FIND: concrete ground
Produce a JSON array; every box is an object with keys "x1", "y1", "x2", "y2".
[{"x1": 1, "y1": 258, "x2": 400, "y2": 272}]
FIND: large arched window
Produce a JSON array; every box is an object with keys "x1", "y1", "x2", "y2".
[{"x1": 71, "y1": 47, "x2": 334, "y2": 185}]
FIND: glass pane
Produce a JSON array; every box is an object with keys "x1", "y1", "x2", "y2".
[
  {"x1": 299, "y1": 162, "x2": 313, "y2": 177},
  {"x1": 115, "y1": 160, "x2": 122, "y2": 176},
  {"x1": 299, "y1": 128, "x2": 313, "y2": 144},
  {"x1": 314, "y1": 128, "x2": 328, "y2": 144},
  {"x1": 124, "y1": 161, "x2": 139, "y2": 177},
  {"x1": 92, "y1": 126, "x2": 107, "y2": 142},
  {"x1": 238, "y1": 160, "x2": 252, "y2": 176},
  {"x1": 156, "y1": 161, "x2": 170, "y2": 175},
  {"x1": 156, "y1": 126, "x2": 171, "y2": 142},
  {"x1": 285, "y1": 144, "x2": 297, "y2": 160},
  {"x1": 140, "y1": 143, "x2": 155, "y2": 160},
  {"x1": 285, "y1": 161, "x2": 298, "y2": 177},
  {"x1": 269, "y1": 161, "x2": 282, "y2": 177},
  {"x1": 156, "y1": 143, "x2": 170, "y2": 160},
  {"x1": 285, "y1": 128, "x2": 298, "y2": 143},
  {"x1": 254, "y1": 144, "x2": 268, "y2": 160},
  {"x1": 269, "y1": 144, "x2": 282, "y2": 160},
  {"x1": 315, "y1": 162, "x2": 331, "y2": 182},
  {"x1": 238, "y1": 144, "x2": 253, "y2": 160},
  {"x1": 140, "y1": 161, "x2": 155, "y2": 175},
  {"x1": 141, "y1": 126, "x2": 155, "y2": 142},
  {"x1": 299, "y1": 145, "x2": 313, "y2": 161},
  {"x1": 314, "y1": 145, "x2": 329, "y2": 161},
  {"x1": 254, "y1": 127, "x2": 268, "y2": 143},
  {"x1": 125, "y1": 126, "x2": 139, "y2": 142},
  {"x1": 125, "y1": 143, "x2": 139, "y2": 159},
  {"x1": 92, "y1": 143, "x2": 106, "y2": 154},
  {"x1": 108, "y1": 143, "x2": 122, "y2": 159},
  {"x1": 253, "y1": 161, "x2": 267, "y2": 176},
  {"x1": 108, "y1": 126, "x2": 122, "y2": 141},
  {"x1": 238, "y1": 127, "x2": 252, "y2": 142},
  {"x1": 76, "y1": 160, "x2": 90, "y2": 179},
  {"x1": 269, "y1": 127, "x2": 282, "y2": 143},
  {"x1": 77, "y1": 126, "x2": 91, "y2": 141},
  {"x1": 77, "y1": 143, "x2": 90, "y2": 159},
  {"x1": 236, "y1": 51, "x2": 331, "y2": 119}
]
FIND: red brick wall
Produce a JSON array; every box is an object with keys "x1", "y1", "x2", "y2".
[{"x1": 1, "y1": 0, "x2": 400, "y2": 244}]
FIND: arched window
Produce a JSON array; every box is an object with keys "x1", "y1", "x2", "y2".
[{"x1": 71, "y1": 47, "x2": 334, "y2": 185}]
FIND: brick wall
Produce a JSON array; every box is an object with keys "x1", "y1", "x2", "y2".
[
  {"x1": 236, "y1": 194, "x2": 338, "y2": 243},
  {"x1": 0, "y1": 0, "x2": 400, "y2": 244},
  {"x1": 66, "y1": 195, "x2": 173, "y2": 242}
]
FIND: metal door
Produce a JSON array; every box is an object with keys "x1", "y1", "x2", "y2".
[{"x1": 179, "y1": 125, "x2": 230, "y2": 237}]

*YOUR INSTRUCTIONS*.
Return only the count of lines in the listing above that hold the string "FIND".

*RESULT OF THE TASK*.
7